Dominique Cardon : La notion d’usage est née de la volonté de sortir de la focalisation sur l’utilisation (on parle également d’utilisabilité) qui avait souvent cours dans la façon d’intégrer l’utilisateur final dans le travail de conception. Alors que l’utilisation fait écho à la dimension fonctionnelle des outils conçus par les ingénieurs, la notion d’usage élargit la relation des personnes aux technologies en portant attention à la manière dont elles les investissent, les pratiquent, y projettent des besoins, des envies, des imaginaires et des références culturelles. Cette approche, en France, a été influencée par Michel de Certeau (L’invention du quotidien, 1980) décrivant la lecture comme un « braconnage » au travers duquel le lecteur, dans son intimité, recompose le texte d’un auteur en introduisant son propre univers. A la suite notamment des travaux de Josiane Jouët, cette conception a été importée dans l’étude de l’appropriation des technologies pour montrer que la manière dont l’utilisateur lit le « texte » déposé par les ingénieurs dans les technologies est beaucoup plus imprévisible et ouverte que les prescriptions initiales d’utilisation.
....................
Exercice
Reprenez l'extrait sur la notion d'usage des technologies à partir de sa dernière phrase et poursuivez-le. Les données n'ont aucun rapport avec l'extrait.

Données
....................
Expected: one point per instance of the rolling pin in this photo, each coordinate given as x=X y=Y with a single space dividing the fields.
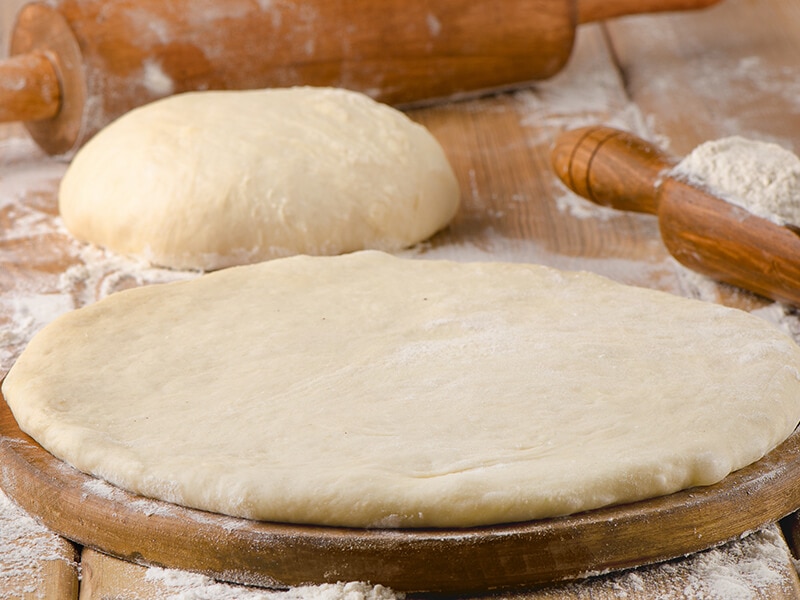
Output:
x=703 y=232
x=75 y=65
....................
Réponse
Cette manière d’élargir le regard consiste aussi à rendre plus symétrique le couplage des hommes et des machines en équilibrant la relation entre usagers et ingénieurs. Elle permet d’observer les besoins non perçus qui entraînent des détournements de fonctionnalités, les évolutions que les usagers apportent aux outils, services et techniques proposés. La notion d’usage remobilise ainsi l’idée que dans le couplage concepteur/utilisateur, ce dernier à un certain pouvoir sur le produit. L’usager « interprète » à sa manière les technologies à sa disposition mais il les réinvente aussi et participe ainsi à leur conception. Eric Von Hippel, professeur au MIT (Massachusetts Institute of Technology) et auteur de Democratizing Innovation (téléchargement gratuit ), consacre depuis des années ses recherches à ces « innovations par l’usage » ou « innovations ascendantes ». Il identifie une catégorie d’usagers-innovateurs (user/self-manufacturers), véritables petits entrepreneurs en inventions de tous ordres qui réagencent les outils dont ils disposent pour les adapter. La créativité de chacun devient dès lors une part de la conception et se traduit par une multitude de « micro-innovations ». Von Hippel a rendu fameux l’exemple de la planche à voile. Cette industrie a été révolutionnée par une innovation introduite en 1978 à Hawaii par un groupe de jeunes surfeurs adeptes des sauts de vagues, qui a bricolé des cales à pieds pour tenir sur la planche lors des sauts acrobatiques. Cette petite adaptation technique, nécessitant quelques lanières et un pot de colle, a rendu beaucoup plus accessible des figures acrobatiques complexes, jusqu’alors réservées à une élite de windsurfeurs surentraînés. Ce qui a ouvert de nouveaux marchés. Si les industriels se sont rapidement saisis des micro-innovations apportées à la planche, ils n’ont cependant pu y accéder qu’en observant, sur les plages et dans les petits ateliers, les multiples bricolages que les surfeurs s’échangeaient avec passion.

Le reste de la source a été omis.